- _Raw records_
------------
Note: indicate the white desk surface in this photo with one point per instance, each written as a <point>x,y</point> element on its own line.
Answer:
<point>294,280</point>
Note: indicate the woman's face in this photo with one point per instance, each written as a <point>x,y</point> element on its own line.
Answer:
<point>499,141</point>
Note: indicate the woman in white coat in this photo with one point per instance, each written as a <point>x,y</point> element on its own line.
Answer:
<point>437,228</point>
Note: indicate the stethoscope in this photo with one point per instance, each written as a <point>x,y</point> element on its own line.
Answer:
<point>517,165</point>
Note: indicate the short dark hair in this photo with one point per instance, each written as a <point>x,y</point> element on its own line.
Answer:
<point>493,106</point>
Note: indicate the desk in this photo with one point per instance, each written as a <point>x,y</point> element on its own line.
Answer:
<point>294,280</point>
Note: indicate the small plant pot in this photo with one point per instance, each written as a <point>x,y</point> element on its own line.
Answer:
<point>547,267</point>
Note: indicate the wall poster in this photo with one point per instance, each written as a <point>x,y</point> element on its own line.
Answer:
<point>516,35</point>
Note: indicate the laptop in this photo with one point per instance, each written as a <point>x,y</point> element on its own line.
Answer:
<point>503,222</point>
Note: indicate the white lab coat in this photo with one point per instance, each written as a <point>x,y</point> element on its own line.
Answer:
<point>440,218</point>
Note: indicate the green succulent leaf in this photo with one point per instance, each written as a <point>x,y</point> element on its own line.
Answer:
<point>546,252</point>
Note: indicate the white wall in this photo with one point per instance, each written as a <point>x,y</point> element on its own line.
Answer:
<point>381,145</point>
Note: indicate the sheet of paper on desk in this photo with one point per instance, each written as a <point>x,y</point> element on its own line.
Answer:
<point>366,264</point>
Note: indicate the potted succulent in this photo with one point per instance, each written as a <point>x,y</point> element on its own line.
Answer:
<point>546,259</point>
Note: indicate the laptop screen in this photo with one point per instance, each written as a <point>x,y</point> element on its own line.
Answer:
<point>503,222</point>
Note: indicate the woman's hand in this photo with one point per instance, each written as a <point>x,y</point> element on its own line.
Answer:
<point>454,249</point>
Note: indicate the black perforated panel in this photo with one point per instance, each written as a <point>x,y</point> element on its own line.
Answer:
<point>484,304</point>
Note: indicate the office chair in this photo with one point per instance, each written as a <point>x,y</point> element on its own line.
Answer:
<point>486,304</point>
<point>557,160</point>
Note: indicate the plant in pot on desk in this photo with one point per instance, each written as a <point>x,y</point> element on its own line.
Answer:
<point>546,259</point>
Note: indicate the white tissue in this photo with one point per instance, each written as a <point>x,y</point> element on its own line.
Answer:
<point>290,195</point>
------------
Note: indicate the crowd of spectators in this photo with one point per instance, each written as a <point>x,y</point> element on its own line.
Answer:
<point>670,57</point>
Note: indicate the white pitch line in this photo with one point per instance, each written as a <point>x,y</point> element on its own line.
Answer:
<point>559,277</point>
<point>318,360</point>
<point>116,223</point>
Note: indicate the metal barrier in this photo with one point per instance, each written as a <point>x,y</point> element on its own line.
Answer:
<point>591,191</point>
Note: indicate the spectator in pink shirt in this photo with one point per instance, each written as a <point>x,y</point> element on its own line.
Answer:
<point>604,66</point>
------------
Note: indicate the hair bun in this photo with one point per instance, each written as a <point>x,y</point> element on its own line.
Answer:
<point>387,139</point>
------------
- _Aim of the task_
In the listing above, turn the lines from the one containing "Note: indicate the hair" through the one containing "<point>387,139</point>", inclusive, into a JSON list of strings. Use one string per line and leave out any blank lines.

- _Answer for this exercise_
[
  "Note: indicate the hair bun in this photo with one point per instance, each written as a <point>x,y</point> element on its own line.",
  "Answer:",
  "<point>387,139</point>"
]